[Extracts from a box-labeled dataset]
==================================================
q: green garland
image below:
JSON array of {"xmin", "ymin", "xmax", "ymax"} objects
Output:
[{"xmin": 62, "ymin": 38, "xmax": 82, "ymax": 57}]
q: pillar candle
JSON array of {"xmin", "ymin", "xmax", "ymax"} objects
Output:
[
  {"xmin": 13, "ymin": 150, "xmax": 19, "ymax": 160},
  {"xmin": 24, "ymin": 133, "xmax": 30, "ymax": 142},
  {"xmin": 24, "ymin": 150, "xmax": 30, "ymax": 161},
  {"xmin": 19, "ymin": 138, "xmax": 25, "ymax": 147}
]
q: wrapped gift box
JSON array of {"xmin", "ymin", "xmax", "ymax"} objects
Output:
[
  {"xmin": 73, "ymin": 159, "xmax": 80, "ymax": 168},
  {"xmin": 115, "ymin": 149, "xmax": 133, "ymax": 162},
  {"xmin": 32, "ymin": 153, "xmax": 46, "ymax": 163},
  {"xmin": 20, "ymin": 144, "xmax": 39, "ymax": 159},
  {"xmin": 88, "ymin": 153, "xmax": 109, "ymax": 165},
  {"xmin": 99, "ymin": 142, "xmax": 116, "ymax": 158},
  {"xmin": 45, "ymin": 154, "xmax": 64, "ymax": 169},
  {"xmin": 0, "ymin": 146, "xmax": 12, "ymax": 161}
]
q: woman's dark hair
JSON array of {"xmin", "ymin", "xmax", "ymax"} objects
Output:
==================================================
* **The request**
Print every item above again, line for line and without any change.

* **Solution for this problem**
q: green garland
image below:
JSON array of {"xmin", "ymin", "xmax", "ymax"} objects
Output:
[{"xmin": 62, "ymin": 38, "xmax": 82, "ymax": 57}]
q: pillar candle
JSON array of {"xmin", "ymin", "xmax", "ymax"} objects
Output:
[
  {"xmin": 13, "ymin": 150, "xmax": 19, "ymax": 160},
  {"xmin": 24, "ymin": 133, "xmax": 30, "ymax": 142},
  {"xmin": 24, "ymin": 150, "xmax": 30, "ymax": 161},
  {"xmin": 19, "ymin": 138, "xmax": 25, "ymax": 147}
]
q: wrapped gift box
JSON array of {"xmin", "ymin", "xmax", "ymax"} objects
Output:
[
  {"xmin": 73, "ymin": 159, "xmax": 80, "ymax": 168},
  {"xmin": 115, "ymin": 149, "xmax": 133, "ymax": 162},
  {"xmin": 32, "ymin": 153, "xmax": 46, "ymax": 163},
  {"xmin": 20, "ymin": 144, "xmax": 39, "ymax": 159},
  {"xmin": 88, "ymin": 153, "xmax": 109, "ymax": 165},
  {"xmin": 99, "ymin": 142, "xmax": 116, "ymax": 158},
  {"xmin": 45, "ymin": 154, "xmax": 64, "ymax": 169},
  {"xmin": 0, "ymin": 146, "xmax": 12, "ymax": 161}
]
q: woman's dark hair
JSON array of {"xmin", "ymin", "xmax", "ymax"} objects
Output:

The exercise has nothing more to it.